- _Kurze Aufgabe 1_: Warum heisst die Gemeinde laut dem Text über den Leib Christi so?
- _Kurze Aufgabe 2_: Überarbeite den Teil des Textes über den Leib Christi, der mit den Worten "Leib Christi heisst" beginnt und mit "seiner Fülle fassen." endet: Ersetze darin "Organ" durch "Werkzeug".

- _Vorgegebener Text_:
──────────

Leib Christi

Leib Christi heisst die Gemeinde, weil durch sie der erhöhte Christus in diese Welt hereinragt

Die Gemeinde ist das Organ des in die Welt hineinwirkenden Christus. Christus ist zu gross, als dass er sich in vereinzelten Personen ganz verkörpern könnte. Der einzelne christusnahe Mensch kann immer nur einen Teil oder eine Seite seiner Fülle fassen.

Die Gemeinde aber ist »die Fülle des, der alles in allen erfüllt« (Eph. 1,23). Sie ist die Gesamtperson, deren Glieder in dem einen Haupt zusammengefasst werden zu völligem Einssein. So urteilt nicht nur Paulus. Jesus selbst schaut das Leben der Seinen unter dem Bild des lebendigen Organismus (Weinstock, Joh. 15); er bittet darum, sie möchten alle vollkommen eins sein.

──────────

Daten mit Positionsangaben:
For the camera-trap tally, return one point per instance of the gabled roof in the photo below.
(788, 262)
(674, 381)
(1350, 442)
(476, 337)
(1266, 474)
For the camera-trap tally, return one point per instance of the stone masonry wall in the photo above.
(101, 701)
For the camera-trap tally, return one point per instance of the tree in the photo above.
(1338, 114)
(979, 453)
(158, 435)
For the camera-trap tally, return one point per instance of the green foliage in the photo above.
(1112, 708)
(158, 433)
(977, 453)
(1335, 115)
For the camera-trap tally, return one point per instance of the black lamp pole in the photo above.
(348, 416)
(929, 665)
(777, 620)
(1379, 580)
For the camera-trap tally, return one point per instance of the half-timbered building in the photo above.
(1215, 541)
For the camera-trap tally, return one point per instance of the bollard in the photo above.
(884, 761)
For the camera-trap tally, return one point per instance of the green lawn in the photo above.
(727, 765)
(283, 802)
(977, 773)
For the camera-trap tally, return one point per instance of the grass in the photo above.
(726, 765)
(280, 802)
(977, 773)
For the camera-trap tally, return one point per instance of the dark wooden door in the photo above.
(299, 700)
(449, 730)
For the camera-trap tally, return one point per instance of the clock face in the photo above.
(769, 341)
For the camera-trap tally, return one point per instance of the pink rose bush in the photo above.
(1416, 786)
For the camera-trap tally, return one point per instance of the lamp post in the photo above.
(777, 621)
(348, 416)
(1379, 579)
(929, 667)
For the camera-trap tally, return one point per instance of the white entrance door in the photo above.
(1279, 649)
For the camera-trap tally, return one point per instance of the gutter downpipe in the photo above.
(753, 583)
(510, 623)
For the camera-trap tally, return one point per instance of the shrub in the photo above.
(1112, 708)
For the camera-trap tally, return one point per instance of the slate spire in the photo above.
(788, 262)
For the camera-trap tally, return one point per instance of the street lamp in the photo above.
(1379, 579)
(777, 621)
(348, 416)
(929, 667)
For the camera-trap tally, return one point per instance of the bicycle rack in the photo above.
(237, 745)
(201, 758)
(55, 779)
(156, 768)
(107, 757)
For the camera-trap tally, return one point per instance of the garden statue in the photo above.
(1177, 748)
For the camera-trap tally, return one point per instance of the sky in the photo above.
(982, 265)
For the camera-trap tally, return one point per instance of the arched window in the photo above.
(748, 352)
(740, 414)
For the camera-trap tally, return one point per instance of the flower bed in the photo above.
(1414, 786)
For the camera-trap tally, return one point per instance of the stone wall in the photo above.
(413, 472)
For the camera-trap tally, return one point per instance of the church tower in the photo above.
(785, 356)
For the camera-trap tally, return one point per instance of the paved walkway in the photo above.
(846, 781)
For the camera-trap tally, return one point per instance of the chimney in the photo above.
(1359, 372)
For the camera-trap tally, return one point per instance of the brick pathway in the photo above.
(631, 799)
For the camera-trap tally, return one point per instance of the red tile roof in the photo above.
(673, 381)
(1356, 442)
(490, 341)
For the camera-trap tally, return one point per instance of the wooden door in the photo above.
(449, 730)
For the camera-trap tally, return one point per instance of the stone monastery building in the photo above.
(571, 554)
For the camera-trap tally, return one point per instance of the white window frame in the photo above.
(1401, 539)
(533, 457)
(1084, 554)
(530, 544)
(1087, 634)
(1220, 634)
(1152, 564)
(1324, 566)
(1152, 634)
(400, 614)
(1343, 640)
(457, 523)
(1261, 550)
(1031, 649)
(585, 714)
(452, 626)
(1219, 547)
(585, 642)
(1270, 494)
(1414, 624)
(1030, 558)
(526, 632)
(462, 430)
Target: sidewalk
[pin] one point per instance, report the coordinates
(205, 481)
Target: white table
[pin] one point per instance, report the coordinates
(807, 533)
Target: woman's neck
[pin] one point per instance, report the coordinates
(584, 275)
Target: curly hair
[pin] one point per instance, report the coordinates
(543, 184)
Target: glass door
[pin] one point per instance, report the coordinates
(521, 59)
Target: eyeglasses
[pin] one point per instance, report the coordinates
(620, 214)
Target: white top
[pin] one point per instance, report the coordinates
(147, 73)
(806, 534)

──────────

- _Richtige Antwort 1_: Weil durch sie der erhöhte Christus in diese Welt hereinragt.

- _Richtige Antwort 2_:
Leib Christi heisst die Gemeinde, weil durch sie der erhöhte Christus in diese Welt hereinragt

Die Gemeinde ist das Werkzeug des in die Welt hineinwirkenden Christus. Christus ist zu gross, als dass er sich in vereinzelten Personen ganz verkörpern könnte. Der einzelne christusnahe Mensch kann immer nur einen Teil oder eine Seite seiner Fülle fassen.